** Material for this exercise follows **
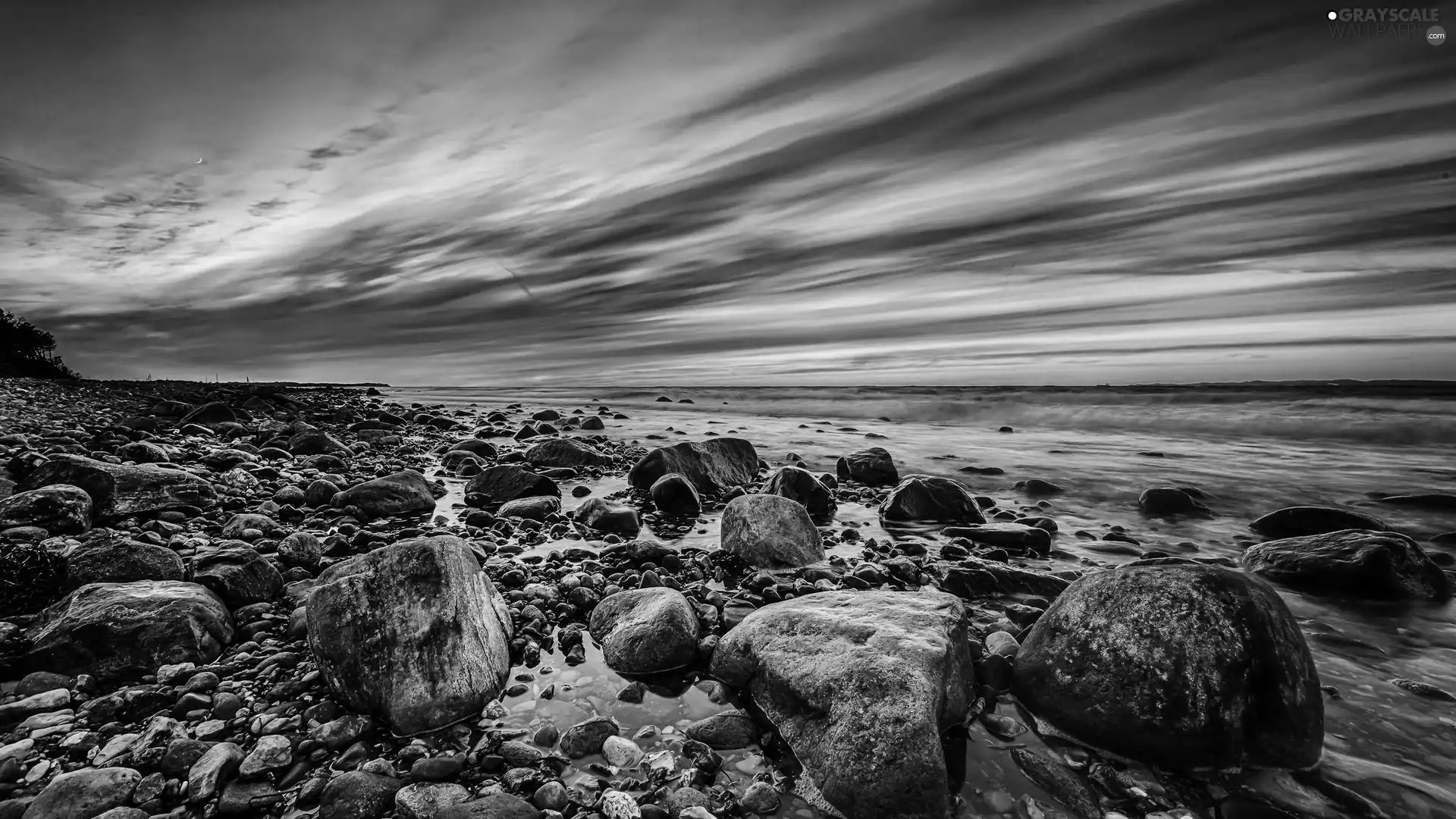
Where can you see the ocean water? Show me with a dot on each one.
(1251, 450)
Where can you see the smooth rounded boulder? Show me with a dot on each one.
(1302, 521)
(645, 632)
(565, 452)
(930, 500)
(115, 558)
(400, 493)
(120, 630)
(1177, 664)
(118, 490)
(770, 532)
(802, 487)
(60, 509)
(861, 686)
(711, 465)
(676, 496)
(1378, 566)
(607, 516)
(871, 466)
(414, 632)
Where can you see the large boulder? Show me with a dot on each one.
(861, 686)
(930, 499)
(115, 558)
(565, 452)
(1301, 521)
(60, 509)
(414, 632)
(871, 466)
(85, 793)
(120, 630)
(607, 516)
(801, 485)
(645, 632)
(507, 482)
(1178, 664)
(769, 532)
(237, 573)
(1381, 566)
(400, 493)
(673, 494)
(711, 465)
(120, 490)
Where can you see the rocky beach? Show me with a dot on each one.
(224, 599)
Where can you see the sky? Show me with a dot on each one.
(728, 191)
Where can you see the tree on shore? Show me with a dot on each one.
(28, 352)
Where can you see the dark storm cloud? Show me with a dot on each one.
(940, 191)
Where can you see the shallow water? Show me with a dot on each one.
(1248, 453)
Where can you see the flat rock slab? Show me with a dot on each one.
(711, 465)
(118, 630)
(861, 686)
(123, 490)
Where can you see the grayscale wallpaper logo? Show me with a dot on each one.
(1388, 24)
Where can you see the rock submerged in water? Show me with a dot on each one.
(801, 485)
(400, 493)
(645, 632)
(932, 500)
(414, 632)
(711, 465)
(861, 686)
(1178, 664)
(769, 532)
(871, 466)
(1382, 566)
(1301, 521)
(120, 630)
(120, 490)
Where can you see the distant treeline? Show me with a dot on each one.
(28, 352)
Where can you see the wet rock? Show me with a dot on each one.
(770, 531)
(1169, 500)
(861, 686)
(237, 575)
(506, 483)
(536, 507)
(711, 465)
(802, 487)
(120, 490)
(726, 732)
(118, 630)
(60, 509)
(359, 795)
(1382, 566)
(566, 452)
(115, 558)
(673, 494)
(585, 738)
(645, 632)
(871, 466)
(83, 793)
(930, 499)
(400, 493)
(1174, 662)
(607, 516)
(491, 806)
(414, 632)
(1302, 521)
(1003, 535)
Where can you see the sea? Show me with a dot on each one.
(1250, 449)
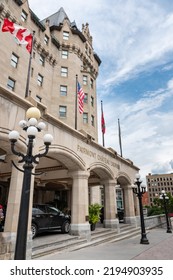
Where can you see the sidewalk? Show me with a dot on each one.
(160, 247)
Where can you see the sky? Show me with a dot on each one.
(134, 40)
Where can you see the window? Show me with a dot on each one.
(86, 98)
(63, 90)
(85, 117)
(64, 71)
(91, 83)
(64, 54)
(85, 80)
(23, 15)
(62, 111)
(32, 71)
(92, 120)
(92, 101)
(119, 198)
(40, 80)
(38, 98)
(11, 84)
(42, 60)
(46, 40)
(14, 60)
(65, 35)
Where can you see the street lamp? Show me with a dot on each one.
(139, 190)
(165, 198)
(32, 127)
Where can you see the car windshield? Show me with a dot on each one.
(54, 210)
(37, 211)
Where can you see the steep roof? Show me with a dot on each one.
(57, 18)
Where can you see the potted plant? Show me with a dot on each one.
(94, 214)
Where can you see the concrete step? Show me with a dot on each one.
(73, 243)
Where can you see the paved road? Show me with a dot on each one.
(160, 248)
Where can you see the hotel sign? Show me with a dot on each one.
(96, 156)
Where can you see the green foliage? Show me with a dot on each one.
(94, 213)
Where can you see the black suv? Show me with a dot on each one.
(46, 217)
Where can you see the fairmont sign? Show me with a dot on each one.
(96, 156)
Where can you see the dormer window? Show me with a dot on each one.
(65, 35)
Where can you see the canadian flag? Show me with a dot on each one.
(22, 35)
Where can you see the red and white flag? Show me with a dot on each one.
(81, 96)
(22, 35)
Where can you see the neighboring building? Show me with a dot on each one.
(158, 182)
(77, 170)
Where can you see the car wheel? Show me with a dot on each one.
** End of Material for this exercise **
Restate the preceding entries in full, word for word, with the pictures removed.

Where can you see the ocean water? Show me with a dot on each one.
(1251, 450)
Where can you see the smooth rounded boulder? Show me with a dot on each one.
(1302, 521)
(645, 632)
(565, 452)
(930, 500)
(115, 558)
(400, 493)
(120, 630)
(1177, 664)
(118, 490)
(770, 532)
(802, 487)
(60, 509)
(861, 686)
(711, 465)
(676, 496)
(1378, 566)
(607, 516)
(871, 466)
(414, 632)
Where can you see the large boulder? Show me with a dot on each one.
(861, 686)
(930, 499)
(115, 558)
(565, 452)
(1301, 521)
(60, 509)
(414, 632)
(871, 466)
(85, 793)
(120, 630)
(607, 516)
(801, 485)
(645, 632)
(507, 482)
(1178, 664)
(769, 532)
(237, 573)
(1381, 566)
(400, 493)
(673, 494)
(711, 465)
(120, 490)
Where can you see the rocky beach? Show me with a dot on each one.
(224, 599)
Where can you see the sky? Show me with a dot on each one.
(728, 191)
Where can you see the tree on shore? Show me with a dot on each one.
(28, 352)
Where can you see the dark storm cloud? Show me with a dot on each one.
(940, 191)
Where can you see the shallow water? Show me with a dot on each one.
(1248, 453)
Where can you see the flat rock slab? Show me with a dot on each one.
(711, 465)
(118, 630)
(861, 686)
(123, 490)
Where can you see the grayscale wallpaper logo? Show me with a dot on each one.
(1388, 24)
Where can you see the rock submerged in water? Show me with a dot on each one.
(801, 485)
(400, 493)
(645, 632)
(932, 500)
(414, 632)
(711, 465)
(861, 686)
(1178, 664)
(769, 532)
(871, 466)
(1382, 566)
(1301, 521)
(120, 630)
(120, 490)
Where can you see the distant treeline? Show me with a dot on each one.
(28, 352)
Where can you see the wet rock? Show me with a dot on each one.
(770, 531)
(1169, 500)
(861, 686)
(237, 575)
(506, 483)
(536, 507)
(711, 465)
(802, 487)
(120, 490)
(726, 732)
(118, 630)
(60, 509)
(359, 795)
(1382, 566)
(566, 452)
(115, 558)
(673, 494)
(585, 738)
(645, 632)
(871, 466)
(83, 793)
(930, 499)
(400, 493)
(1174, 662)
(607, 516)
(491, 806)
(414, 632)
(1302, 521)
(1003, 535)
Where can you see the sea? Show me with a dot on each one.
(1250, 449)
Where can you see the sidewalk? Show me with a dot on each one.
(160, 247)
Where can you see the sky? Show me with a dot on each one.
(134, 40)
Where can you see the window? Show me with a dot on each one.
(86, 98)
(63, 90)
(85, 117)
(64, 71)
(91, 83)
(64, 54)
(85, 80)
(23, 15)
(62, 111)
(32, 71)
(92, 120)
(92, 101)
(119, 198)
(40, 80)
(38, 98)
(11, 84)
(42, 60)
(46, 40)
(14, 60)
(65, 35)
Where can you see the street lamp? Show me with a dot on each one.
(139, 190)
(165, 198)
(32, 127)
Where can you see the car windshield? Show me with a dot on each one.
(54, 210)
(37, 211)
Where can you see the steep roof? Show me with a dot on each one.
(57, 18)
Where can you see the potted plant? Show me with a dot on each one.
(94, 214)
Where can you see the concrete step? Show me with a dot on each one.
(73, 243)
Where can you see the paved road? Show me with a dot on each one.
(160, 248)
Where can you see the hotel sign? Show me with a dot on each one.
(96, 156)
Where can you see the green foliage? Show me with a dot on each one.
(94, 213)
Where can you see the black suv? Show me with a dot on each one.
(46, 217)
Where can you see the fairmont sign? Show me with a dot on each one.
(96, 156)
Where can you see the dormer window? Show me with a dot on each one.
(65, 35)
Where can you see the canadian flag? Show me with a dot on each one.
(22, 35)
Where can you see the red and white flag? Show me with a dot on each one.
(81, 96)
(22, 35)
Where can you see the neighboring building? Show me with a dot on each one.
(158, 182)
(77, 170)
Where can you see the car wheel? Show me with a dot on each one.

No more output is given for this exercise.